**Work to complete**
The answer must repeat every record exactly, with all pictures omitted.

**Material for the task**
◇ ◇ ◇ ◇ ◇

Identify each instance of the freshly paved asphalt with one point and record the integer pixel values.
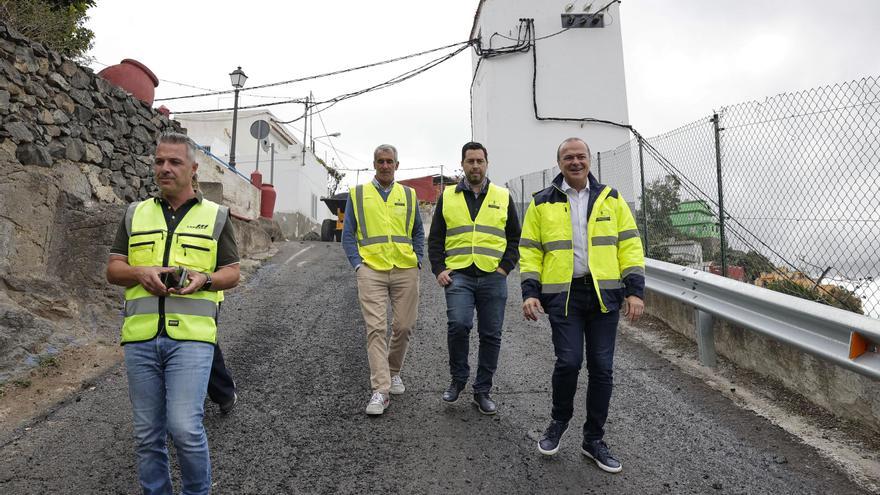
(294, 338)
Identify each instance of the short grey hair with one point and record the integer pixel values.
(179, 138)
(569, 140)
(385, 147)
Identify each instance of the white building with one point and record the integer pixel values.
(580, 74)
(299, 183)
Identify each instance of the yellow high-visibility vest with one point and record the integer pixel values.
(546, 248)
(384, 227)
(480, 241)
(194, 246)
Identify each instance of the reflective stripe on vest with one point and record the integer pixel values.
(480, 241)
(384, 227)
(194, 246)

◇ ◇ ◇ ◇ ◇

**Solved problem**
Identify each instance of the freshly paved asphalt with one point and record the integer pixel values.
(294, 338)
Identify each instance of the short grey hair with one point and record the integer pixel values.
(179, 138)
(569, 140)
(385, 147)
Identify each instance of the white building with one point and record the integer pixel values.
(580, 74)
(299, 183)
Identify each instance of the yellow high-visibility vest with one point and record the integer pixel values.
(546, 248)
(384, 227)
(480, 241)
(194, 246)
Identify each instance of the reflective stripe on vest with one point and record the integer pixel values.
(480, 241)
(384, 227)
(194, 246)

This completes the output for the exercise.